──────── Data records

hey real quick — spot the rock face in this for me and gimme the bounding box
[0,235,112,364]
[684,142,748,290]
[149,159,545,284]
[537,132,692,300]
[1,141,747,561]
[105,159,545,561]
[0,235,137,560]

────────────────

§ **Your task**: Copy every record exactly, leaving each line intact.

§ **Written response**:
hey real quick — spot the rock face in this for me and gimme the bounding box
[0,235,112,364]
[684,142,748,290]
[149,159,545,284]
[537,132,692,300]
[1,141,747,561]
[105,159,545,561]
[0,235,137,560]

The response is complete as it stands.